▸ **EXERCISE DETAILS**
Your output should be the entries below, exact in every detail.

Content starts

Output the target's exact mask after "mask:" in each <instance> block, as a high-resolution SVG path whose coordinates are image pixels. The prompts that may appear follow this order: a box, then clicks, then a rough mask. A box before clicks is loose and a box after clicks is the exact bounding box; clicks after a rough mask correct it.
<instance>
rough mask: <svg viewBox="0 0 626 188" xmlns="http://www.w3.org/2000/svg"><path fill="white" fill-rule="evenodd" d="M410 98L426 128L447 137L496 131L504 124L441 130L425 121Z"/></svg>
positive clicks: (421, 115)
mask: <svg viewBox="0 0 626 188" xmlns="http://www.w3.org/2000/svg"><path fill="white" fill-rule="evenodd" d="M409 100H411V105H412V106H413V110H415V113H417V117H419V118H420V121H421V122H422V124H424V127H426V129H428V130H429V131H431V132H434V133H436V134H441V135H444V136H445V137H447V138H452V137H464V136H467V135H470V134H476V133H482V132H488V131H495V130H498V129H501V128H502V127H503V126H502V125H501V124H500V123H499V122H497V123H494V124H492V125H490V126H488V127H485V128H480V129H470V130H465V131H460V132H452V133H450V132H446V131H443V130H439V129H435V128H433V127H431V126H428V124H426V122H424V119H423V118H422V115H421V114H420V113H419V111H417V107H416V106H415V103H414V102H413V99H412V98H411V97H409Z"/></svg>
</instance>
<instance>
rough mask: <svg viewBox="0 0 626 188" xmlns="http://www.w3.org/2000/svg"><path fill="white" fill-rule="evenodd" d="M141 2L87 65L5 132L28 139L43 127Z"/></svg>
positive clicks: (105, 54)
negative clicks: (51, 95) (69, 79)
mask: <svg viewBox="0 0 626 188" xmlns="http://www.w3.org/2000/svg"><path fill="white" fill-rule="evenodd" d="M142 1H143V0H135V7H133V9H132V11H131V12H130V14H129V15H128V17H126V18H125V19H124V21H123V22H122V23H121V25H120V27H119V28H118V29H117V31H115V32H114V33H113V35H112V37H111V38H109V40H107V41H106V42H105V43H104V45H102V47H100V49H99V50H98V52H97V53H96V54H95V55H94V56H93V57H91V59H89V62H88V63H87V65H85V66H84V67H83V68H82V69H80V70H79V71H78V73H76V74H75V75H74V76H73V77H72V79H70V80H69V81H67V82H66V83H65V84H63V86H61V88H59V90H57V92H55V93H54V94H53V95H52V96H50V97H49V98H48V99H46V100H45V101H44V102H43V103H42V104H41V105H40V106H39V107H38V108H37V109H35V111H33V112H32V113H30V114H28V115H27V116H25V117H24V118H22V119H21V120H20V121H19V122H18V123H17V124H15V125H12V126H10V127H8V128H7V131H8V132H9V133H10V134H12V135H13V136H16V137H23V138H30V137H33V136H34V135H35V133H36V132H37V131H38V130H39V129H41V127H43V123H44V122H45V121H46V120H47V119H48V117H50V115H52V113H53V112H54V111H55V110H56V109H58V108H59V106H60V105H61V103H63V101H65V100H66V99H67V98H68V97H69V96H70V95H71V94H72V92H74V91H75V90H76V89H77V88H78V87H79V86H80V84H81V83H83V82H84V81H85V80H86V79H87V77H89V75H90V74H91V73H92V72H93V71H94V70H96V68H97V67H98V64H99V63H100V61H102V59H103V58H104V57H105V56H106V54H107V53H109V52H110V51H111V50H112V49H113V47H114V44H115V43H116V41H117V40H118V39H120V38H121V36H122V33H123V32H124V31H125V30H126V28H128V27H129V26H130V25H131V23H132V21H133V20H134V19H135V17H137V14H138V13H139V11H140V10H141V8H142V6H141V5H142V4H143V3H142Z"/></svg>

Content ends

▸ **OUTPUT FOR THIS TASK**
Output the target's exact mask after "mask:" in each <instance> block, as a high-resolution SVG path whose coordinates are image pixels. The prompts that may appear follow this order: a box, then clicks, then a rough mask. A box before clicks is loose and a box after clicks is the exact bounding box; clicks after a rough mask correct it.
<instance>
rough mask: <svg viewBox="0 0 626 188" xmlns="http://www.w3.org/2000/svg"><path fill="white" fill-rule="evenodd" d="M410 98L426 128L447 137L496 131L504 124L441 130L425 121Z"/></svg>
positive clicks: (421, 115)
mask: <svg viewBox="0 0 626 188" xmlns="http://www.w3.org/2000/svg"><path fill="white" fill-rule="evenodd" d="M409 100H411V105H412V106H413V110H415V113H417V117H419V118H420V121H421V122H422V124H424V127H426V129H428V130H429V131H431V132H434V133H436V134H441V135H444V136H445V137H447V138H452V137H464V136H467V135H470V134H476V133H482V132H488V131H495V130H498V129H501V128H502V127H503V126H502V125H501V124H500V123H499V122H497V123H494V124H492V125H490V126H488V127H485V128H480V129H470V130H465V131H460V132H452V133H450V132H446V131H443V130H439V129H435V128H433V127H431V126H428V124H426V122H424V119H423V118H422V115H421V114H420V113H419V111H417V107H416V106H415V103H414V102H413V99H412V98H411V97H409Z"/></svg>
</instance>
<instance>
rough mask: <svg viewBox="0 0 626 188" xmlns="http://www.w3.org/2000/svg"><path fill="white" fill-rule="evenodd" d="M141 2L87 65L5 132L28 139L43 127Z"/></svg>
positive clicks: (105, 54)
negative clicks: (51, 95) (69, 79)
mask: <svg viewBox="0 0 626 188" xmlns="http://www.w3.org/2000/svg"><path fill="white" fill-rule="evenodd" d="M142 1H143V0H135V7H133V9H132V11H131V12H130V14H129V15H128V17H126V18H125V19H124V21H123V22H122V23H121V25H120V27H119V28H118V29H117V31H115V32H114V33H113V35H112V37H111V38H109V40H107V41H106V42H105V43H104V45H102V47H100V49H99V50H98V52H97V53H96V54H95V55H94V56H93V57H91V59H89V62H88V63H87V65H85V66H84V67H83V68H82V69H80V70H79V71H78V73H76V74H75V75H74V76H73V77H72V79H70V80H69V81H67V82H66V83H65V84H63V86H61V88H59V90H57V92H55V93H54V94H53V95H52V96H50V97H49V98H48V99H46V100H45V101H44V102H43V103H42V104H41V105H40V106H39V107H38V108H37V109H35V111H33V112H32V113H30V114H28V115H27V116H25V117H24V118H22V119H21V120H20V121H19V122H18V123H17V124H15V125H12V126H10V127H8V128H7V131H8V132H9V133H10V134H12V135H13V136H16V137H23V138H30V137H33V136H34V135H35V133H36V132H37V131H38V130H39V129H41V127H43V123H44V122H45V121H46V120H47V119H48V117H50V115H52V113H53V112H54V111H55V110H56V109H58V108H59V106H60V105H61V103H63V101H65V100H66V99H67V98H68V97H69V96H70V95H71V94H72V92H74V91H75V90H76V89H77V88H78V87H79V86H80V84H81V83H83V82H84V81H85V80H86V79H87V77H89V75H90V74H91V73H92V72H93V71H94V70H96V68H97V67H98V64H99V63H100V61H102V59H103V58H104V57H105V56H106V54H107V53H109V52H110V51H111V50H112V49H113V47H114V44H115V43H116V41H117V40H118V39H120V38H121V36H122V33H123V32H124V31H125V30H126V28H128V27H129V26H130V25H131V23H132V21H133V20H134V19H135V17H137V14H138V13H139V11H140V10H141V8H142V6H141V5H142V4H143V3H142Z"/></svg>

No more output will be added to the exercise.